**Tâches à réaliser**
(a) D'après l'interview de l'entraîneur, depuis combien d'années Alain s'occupe-t-il du club de judo de Lozanne ?
(b) Reprenez l'interview de l'entraîneur et poursuivez-la à partir de son dernier passage.

**Extrait du texte**
_____
Interview de l’entraineur

À l'occasion de cette nouvelle année Clément a interviewé Alain en collectant un certain nombre de questions que les jeunes lui posent de temps en temps.

 

Alain, quel âge as-tu?

 

63 depuis le 29 décembre.

 

Tu n'as pas envie de prendre ta retraite de professeur de judo ?

 

Non pas pour l'instant. Tant que je serai physiquement capable d'assumer, je pense que je continuerai. De toute façon je ne me vois pas passer mon temps à regarder Derrick puis des chiffres et des lettres à la télévision.

 

Mais tu pourrais faire autre chose?

 

Oui certes, j'adore voyager, je pourrais aussi me balader une partie de l'année à bord de mon voilier, et il y a beaucoup d'autres choses encore que j'aimerais faire. Seulement voilà, je m'occupe du club de judo de Lozanne depuis 40 ans, ma vie est étroitement liée à cette association, ce n'est pas maintenant que je vais la laisser tomber. Nous avons remporté d'innombrables titres, ce fut 40 années de succès, de fierté et de bonheur pour mes judokas et moi et cela continue. Attention je ne dis pas que la seule chose qui compte c'est d'engranger des médailles. Voir progresser des enfants qui sont venus tous jeunes au club, les voir devenir d'excellents judokas ou des champions, les voir être capables de tourner une rondade flip, les voir heureux et fiers d'avoir descendu une rivière en canoë et passer des rapides  difficiles,  d'avoir fait un canyon avec des sauts de 10 m, d'avoir surmonté leur peur du vide dans une via ferrata, de barrer un voilier de 12 m dans la brise… Les voir petit à petit devenir de vrais athlètes, les voir prendre confiance en eux… est aussi pour moi une source de fierté et de bonheur. En fait c'est une grande partie de ma motivation.
_____
(Un bloc de données)
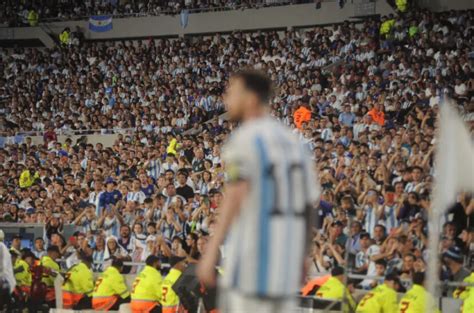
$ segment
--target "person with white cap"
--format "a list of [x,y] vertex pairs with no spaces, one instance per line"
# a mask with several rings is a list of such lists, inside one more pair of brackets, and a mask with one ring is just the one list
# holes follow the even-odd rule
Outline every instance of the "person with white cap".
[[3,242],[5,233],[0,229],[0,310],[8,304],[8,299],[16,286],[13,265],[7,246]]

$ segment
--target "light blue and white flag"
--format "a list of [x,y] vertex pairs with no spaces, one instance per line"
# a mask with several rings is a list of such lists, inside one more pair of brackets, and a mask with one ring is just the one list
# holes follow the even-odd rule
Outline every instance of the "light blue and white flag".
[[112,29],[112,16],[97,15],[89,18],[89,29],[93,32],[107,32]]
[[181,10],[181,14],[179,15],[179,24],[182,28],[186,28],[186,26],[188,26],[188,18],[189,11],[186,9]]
_____
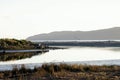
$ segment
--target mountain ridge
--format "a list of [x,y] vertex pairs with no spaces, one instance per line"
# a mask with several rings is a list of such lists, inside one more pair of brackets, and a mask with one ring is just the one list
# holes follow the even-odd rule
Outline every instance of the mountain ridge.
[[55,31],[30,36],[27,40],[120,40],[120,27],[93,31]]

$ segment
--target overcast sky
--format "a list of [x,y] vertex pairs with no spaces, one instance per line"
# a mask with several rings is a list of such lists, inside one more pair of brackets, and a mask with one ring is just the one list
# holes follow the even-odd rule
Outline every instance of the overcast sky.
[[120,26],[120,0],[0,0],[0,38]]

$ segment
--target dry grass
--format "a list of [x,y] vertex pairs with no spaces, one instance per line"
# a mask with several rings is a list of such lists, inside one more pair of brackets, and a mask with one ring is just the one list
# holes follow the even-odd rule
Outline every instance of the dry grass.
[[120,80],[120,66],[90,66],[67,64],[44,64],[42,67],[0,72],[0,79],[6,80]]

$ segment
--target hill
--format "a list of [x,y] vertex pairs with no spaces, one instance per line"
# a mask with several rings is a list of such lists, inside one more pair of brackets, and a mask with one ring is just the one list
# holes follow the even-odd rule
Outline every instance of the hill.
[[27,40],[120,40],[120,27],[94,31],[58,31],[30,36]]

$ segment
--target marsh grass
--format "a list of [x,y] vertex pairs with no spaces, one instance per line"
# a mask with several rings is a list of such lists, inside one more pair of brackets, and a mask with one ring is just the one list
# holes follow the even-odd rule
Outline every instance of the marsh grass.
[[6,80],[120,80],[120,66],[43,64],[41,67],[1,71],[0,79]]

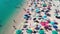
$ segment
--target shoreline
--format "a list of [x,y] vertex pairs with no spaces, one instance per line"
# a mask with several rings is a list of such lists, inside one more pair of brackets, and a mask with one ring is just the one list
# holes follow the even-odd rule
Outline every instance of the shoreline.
_____
**Réponses**
(a) Depuis 40 ans.

(b)
 

Et ils ne font pas tout ça dans les autres clubs?

 

Il y a d'autres clubs qui  sont  excellents sur le plan judo mais sans doute n'y en a-t-il pas beaucoup qui proposent une animation et des stages comme au judo club du Val d'Azergues. Ceci est dû à une adéquation entre un club moyen par ses effectifs, autour d'une centaine d'adhérents et un entraîneur à la fois disponible grâce à son métier de professeur d'éducation physique et compétent par son parcours personnel dans presque tous les domaines sportifs, en particulier dans les disciplines de plein air et en matière d'organisation de séjours de vacances. Après j'ai mis le doigt dans l'engrenage et j'y suis passé tout entier. En effet les stages ont rencontré un tel succès et suscité un tel enthousiasme en même temps qu'ils apportaient beaucoup sur le plan éducatif et culturel que je me suis senti obligé de continuer en améliorant sans cesse. Tout ceci a abouti à faire des générations de judokas qui ont connu des réussites exceptionnelles sur le plan professionnel et social en grande partie grâce aux qualités acquises : dynamisme, volonté, ténacité, cran, esprit d'initiative, ouverture d'esprit…

 

T'en as pas marre des gamins des fois ?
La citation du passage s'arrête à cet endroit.